══ EXTRACTED DATA

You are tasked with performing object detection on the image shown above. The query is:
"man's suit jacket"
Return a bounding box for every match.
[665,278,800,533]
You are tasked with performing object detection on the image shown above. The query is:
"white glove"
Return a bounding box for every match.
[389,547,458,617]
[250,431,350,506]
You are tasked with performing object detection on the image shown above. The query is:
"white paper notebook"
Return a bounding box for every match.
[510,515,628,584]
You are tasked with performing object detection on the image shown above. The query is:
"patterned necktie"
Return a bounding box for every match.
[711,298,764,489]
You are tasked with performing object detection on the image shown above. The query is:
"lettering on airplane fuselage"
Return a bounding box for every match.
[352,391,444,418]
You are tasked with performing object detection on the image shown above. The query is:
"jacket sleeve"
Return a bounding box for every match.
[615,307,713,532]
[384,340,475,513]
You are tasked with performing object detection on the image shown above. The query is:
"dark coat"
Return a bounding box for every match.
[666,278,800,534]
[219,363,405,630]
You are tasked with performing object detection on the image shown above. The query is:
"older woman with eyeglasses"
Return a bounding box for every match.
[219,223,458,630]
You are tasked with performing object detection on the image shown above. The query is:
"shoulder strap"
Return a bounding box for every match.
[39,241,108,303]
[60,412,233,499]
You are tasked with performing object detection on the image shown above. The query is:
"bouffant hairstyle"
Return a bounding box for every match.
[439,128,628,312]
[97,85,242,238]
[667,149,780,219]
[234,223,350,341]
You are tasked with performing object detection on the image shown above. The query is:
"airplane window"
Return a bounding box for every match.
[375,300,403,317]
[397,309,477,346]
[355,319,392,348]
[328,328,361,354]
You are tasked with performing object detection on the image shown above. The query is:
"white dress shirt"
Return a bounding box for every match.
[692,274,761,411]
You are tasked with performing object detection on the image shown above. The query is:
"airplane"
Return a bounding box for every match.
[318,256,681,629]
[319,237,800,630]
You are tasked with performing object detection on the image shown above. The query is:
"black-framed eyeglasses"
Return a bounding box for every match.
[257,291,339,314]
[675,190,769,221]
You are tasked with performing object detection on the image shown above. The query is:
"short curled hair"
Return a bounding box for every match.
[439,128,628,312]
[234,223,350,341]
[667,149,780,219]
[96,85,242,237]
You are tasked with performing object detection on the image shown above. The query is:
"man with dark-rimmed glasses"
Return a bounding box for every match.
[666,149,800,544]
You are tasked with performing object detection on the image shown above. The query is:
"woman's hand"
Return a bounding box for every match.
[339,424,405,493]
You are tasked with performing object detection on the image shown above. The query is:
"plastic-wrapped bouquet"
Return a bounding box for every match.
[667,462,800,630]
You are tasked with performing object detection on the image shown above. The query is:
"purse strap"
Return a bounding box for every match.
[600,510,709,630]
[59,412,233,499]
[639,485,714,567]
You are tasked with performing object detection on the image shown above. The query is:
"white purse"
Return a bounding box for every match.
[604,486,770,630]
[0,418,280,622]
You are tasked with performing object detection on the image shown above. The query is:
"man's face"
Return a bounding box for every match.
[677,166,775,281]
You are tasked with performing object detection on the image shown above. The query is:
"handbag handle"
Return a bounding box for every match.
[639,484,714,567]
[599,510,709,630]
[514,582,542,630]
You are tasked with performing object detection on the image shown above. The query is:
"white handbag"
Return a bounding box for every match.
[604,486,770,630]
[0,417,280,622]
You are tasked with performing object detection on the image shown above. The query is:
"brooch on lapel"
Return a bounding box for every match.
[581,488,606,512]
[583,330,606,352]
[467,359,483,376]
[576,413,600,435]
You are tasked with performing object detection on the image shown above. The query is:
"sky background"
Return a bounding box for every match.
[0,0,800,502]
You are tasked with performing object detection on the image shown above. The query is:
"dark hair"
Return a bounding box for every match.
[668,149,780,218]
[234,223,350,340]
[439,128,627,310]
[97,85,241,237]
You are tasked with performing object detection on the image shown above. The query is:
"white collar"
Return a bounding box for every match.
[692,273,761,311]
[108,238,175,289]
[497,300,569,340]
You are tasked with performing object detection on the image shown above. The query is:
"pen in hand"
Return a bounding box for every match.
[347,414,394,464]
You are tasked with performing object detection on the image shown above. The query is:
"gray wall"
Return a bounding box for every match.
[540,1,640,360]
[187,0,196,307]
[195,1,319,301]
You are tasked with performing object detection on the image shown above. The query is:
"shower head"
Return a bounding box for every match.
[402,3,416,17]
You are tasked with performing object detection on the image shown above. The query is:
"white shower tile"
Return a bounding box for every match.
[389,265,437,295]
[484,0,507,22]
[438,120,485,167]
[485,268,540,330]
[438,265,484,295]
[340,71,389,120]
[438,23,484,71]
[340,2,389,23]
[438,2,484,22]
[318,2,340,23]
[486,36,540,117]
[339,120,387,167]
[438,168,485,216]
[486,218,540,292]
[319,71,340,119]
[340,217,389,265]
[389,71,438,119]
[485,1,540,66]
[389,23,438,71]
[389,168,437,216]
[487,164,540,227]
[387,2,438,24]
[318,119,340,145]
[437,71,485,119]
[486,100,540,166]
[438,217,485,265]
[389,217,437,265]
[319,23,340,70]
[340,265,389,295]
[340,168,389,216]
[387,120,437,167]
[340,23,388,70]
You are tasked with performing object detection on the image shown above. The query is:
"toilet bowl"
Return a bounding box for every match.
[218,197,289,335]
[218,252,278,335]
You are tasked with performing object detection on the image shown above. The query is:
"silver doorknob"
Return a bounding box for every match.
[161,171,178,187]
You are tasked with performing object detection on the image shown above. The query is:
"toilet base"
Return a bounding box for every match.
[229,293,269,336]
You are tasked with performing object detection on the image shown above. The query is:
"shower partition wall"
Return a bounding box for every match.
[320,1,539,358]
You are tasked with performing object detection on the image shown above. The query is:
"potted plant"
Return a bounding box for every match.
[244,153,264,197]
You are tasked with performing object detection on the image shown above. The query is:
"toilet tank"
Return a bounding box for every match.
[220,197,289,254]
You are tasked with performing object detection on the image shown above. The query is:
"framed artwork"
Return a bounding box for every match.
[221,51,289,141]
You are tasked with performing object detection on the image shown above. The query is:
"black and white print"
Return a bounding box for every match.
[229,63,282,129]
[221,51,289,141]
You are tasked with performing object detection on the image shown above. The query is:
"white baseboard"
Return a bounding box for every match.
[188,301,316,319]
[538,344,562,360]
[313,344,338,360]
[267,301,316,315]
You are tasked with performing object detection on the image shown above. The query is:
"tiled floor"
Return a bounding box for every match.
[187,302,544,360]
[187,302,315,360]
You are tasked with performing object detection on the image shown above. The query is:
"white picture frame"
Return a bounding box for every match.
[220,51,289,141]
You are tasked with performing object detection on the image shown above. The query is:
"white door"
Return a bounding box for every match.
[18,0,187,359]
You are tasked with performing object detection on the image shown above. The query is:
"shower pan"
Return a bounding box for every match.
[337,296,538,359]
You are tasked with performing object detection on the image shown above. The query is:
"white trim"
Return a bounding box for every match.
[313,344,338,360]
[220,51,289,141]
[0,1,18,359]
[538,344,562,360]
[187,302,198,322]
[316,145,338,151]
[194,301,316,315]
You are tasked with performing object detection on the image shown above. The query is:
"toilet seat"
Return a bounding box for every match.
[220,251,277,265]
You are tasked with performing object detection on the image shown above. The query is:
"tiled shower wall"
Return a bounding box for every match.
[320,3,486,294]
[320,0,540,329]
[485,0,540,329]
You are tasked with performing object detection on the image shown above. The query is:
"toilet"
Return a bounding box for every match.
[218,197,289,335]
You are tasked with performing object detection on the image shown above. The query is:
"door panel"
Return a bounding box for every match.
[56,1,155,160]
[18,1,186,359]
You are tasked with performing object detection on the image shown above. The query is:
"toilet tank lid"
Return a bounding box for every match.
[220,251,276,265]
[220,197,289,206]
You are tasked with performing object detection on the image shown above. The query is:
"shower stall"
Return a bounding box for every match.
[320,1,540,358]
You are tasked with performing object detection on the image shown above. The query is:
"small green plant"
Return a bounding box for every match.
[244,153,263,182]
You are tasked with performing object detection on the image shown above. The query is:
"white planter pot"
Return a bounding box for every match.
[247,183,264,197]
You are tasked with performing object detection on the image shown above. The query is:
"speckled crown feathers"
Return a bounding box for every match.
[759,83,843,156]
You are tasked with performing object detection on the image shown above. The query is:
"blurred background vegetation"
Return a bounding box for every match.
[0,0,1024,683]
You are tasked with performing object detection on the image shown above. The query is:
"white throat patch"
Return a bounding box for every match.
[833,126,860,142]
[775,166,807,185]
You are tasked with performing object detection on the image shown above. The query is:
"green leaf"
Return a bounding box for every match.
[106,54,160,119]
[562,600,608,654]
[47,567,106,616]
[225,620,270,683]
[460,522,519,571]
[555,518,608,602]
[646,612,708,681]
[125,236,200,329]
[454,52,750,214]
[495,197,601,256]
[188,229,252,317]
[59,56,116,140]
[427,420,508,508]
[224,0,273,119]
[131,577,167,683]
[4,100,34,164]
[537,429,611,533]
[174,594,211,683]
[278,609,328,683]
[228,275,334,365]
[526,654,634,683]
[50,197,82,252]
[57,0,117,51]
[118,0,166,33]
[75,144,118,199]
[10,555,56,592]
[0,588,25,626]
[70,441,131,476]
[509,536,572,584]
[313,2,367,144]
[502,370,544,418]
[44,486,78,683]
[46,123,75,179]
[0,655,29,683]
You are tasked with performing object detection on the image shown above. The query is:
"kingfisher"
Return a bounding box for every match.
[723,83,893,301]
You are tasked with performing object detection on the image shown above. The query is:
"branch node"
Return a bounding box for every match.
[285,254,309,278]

════

SET PROBLEM:
Convert the records, from the start through the line containing "[711,298,764,489]", into a two-column CSV with the headers input and output. Each row should pair a text with its answer, with each field quoted and its line breaks replaced by spaces.

OUTPUT FOR THIS TASK:
input,output
"You are tasked with performing object detection on the image shown above. The query is: ""man's suit jacket"" Return a bounding box for every match.","[665,278,800,533]"
"You are tasked with performing object detection on the image shown above. The query is: ""white glove"" Return a bounding box for every match.","[389,547,458,617] [250,431,350,506]"
"You are tasked with performing object detection on the image shown above. The query is: ""white paper notebook"" Return a bounding box for every match.","[510,515,628,584]"
"You are tasked with performing object detection on the image shown above. The query is: ""patterned necktie"" Return a bounding box for every match.","[711,298,764,489]"